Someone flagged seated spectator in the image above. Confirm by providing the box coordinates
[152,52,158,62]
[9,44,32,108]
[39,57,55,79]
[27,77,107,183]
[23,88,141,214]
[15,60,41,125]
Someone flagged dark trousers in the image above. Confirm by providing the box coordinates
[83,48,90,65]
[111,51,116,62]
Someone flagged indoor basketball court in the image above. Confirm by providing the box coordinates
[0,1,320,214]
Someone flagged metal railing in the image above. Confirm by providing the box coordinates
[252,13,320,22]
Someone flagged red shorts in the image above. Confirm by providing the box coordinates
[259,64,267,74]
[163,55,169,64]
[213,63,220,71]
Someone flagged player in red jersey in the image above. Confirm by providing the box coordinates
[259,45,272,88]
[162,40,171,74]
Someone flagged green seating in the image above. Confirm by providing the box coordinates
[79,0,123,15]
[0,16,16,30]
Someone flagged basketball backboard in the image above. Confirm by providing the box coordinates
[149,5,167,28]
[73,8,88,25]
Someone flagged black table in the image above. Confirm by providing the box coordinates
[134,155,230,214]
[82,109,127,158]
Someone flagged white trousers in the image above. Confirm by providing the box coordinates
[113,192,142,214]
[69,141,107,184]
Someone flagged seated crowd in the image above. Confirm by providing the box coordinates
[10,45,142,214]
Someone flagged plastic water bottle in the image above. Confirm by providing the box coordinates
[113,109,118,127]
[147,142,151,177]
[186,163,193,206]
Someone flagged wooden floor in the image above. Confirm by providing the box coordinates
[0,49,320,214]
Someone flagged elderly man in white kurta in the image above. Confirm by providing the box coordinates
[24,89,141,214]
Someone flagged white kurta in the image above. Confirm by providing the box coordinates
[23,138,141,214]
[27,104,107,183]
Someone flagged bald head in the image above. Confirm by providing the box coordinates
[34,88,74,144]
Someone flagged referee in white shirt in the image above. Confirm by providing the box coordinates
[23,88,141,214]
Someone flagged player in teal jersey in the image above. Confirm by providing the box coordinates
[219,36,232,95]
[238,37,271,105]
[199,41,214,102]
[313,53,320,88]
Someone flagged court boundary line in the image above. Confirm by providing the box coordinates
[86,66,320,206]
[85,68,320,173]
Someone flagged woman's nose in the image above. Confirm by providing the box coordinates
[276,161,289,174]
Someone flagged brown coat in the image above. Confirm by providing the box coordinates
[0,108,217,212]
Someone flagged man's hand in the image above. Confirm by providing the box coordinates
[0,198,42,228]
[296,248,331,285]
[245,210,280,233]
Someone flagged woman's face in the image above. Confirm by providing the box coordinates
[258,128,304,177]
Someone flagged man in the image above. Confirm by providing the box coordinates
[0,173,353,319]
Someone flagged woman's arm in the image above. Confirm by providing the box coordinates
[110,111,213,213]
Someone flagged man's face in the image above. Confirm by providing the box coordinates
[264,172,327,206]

▸ Problem to solve
How many lines in the records contain the string "seated"? Case counts, so match capital and small letters exactly, and reply with the number alone.

▸ Solution to this problem
2